- _Passage shown_:
———
Rushdie recounts his wounds and recovery in graphic detail, a documentary record which he leavens with humour. “Dear reader, if you have never had a catheter inserted into your genital organ, do your very best to keep that record intact.” He details the weeks-long procedure necessary to save his (unseeing) right eye. “I’m not very good about pain,” he tells the doctor, before having his eyelid stitched shut for seven weeks. Another refrain: “If you can avoid having your eyelid sewn shut... avoid it. It really, really hurts.”
Throughout Knife, Rushdie also makes clear that freedom of speech – a freedom increasingly under threat from forces on both the Right and the Left – is no luxury. “Art challenges orthodoxy,” he writes. “To reject or vilify art because it does that is to fail to understand its nature. Art sets the artist’s passionate personal vision against the received ideas of the time… Without art, our ability to think, to see freshly, and to renew our world would wither and die.”
How shocking that this belief nearly cost Rushdie his life. He told his agent and old friend Andrew Wylie that he feared he would never write again. Wylie knew he would; knew he would write this book and go on to write others. “I don’t believe in miracles,” Rushdie tells us, “but my survival is miraculous. Okay, then. So be it. The reality of my books – oh, call it magic realism if you must – is now the actual reality in which I’m living. Maybe my books had been building that bridge for decades, and now the miraculous could cross it. The magic had become realism. Maybe my books saved my life.” Reader, disbelieve it if you dare.
———
- _Records provided_:
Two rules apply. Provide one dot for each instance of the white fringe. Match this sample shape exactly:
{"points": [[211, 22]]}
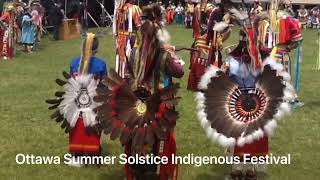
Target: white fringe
{"points": [[68, 107]]}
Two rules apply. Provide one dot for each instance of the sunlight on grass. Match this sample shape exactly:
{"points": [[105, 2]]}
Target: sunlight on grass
{"points": [[26, 126]]}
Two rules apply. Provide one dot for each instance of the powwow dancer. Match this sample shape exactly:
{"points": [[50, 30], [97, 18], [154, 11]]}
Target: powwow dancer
{"points": [[127, 22], [236, 104], [74, 105], [141, 113], [189, 14], [7, 33], [286, 36], [209, 37], [303, 16]]}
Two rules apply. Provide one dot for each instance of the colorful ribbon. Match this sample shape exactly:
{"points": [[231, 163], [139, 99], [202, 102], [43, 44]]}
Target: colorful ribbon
{"points": [[318, 61]]}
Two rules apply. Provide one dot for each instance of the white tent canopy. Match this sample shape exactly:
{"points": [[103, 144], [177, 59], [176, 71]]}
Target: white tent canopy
{"points": [[292, 1]]}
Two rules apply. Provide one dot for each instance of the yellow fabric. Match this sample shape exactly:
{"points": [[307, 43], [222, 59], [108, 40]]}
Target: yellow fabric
{"points": [[86, 53]]}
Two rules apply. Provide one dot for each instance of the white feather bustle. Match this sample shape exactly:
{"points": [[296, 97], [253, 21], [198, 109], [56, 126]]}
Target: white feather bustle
{"points": [[68, 107], [270, 127], [210, 72]]}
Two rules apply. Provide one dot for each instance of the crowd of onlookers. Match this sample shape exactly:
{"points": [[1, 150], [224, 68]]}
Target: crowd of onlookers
{"points": [[309, 17], [182, 14]]}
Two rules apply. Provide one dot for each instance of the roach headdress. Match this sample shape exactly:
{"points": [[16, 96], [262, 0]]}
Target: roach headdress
{"points": [[77, 96]]}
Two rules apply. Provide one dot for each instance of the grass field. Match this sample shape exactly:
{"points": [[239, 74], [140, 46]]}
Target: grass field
{"points": [[26, 128]]}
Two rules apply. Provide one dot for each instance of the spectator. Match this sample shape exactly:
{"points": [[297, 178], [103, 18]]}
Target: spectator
{"points": [[257, 9], [303, 16], [178, 14], [56, 16], [315, 17]]}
———
- _Complete the following_:
**A)** From the passage about Knife, extract the wording from "How shocking that" up to and including "if you dare.".
**B)** According to the passage about Knife, for how long was Rushdie's eyelid stitched shut?
Work from the passage about Rushdie's Knife alone.

- _Results of the tasks_:
**A)**
How shocking that this belief nearly cost Rushdie his life. He told his agent and old friend Andrew Wylie that he feared he would never write again. Wylie knew he would; knew he would write this book and go on to write others. “I don’t believe in miracles,” Rushdie tells us, “but my survival is miraculous. Okay, then. So be it. The reality of my books – oh, call it magic realism if you must – is now the actual reality in which I’m living. Maybe my books had been building that bridge for decades, and now the miraculous could cross it. The magic had become realism. Maybe my books saved my life.” Reader, disbelieve it if you dare.

**B)** Seven weeks.